Tuesday, February 9, 2021

Gun Buying in the Age of COVID and BLM


NPR linked to a study of gun purchasing

All sorts of interesting sometimes startling discoveries about the dramatic increase in gun purchases:

We find that gun purchases were particularly likely among attendees of protests against racism or police violence. These protests reached massive proportions during the first week of June, the second-highest week ever for background checks at the time. However, it is doubtful that protesters themselves—about 5% of the adult population by our estimates—can fully account for this increase.

Others may have purchased guns in reaction to this widespread unrest, as well as the sweeping government-mandated closures that coincided with the first peak in March. First-time gun purchases were more likely among African Americans, while existing gun owners were significantly more likely to buy guns if they reported not wearing masks or if they had contracted COVID-19. The most common reasons for purchase, by far, were protection against crime (70%) and target shooting or hunting (47%), though over a quarter (32%) said they were reacting to lockdowns, fears of the government, COVID-19, or the 2020 election.

#### Dataset entries:
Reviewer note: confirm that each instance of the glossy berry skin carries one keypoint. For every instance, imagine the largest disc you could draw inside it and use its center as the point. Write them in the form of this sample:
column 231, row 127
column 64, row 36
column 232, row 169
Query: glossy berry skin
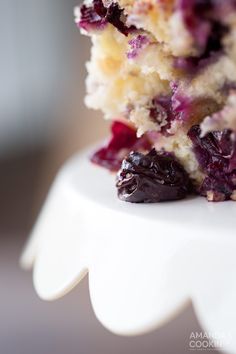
column 216, row 154
column 96, row 16
column 152, row 178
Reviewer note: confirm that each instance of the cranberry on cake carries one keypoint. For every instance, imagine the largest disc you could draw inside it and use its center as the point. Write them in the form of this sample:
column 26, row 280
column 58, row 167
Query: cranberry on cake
column 167, row 68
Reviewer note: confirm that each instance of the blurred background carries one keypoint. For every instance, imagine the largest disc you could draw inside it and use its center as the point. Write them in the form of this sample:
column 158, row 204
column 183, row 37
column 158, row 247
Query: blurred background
column 42, row 122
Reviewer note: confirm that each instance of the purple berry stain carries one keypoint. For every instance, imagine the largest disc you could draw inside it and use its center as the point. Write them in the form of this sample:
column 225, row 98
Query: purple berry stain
column 216, row 154
column 96, row 16
column 152, row 178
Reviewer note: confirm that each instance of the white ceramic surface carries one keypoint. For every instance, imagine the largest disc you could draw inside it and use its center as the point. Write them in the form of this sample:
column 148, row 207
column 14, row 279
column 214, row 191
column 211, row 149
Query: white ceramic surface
column 145, row 262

#### What the task requires:
Write out the gun buying text again, starting with "Tuesday, February 9, 2021" and going on through "for this increase.", and swap "protests" for "demonstrations" wherever it appears. The listing above is separate material, not part of the text on gun buying.

#### Result for this task:
Tuesday, February 9, 2021

Gun Buying in the Age of COVID and BLM


NPR linked to a study of gun purchasing

All sorts of interesting sometimes startling discoveries about the dramatic increase in gun purchases:

We find that gun purchases were particularly likely among attendees of demonstrations against racism or police violence. These demonstrations reached massive proportions during the first week of June, the second-highest week ever for background checks at the time. However, it is doubtful that protesters themselves—about 5% of the adult population by our estimates—can fully account for this increase.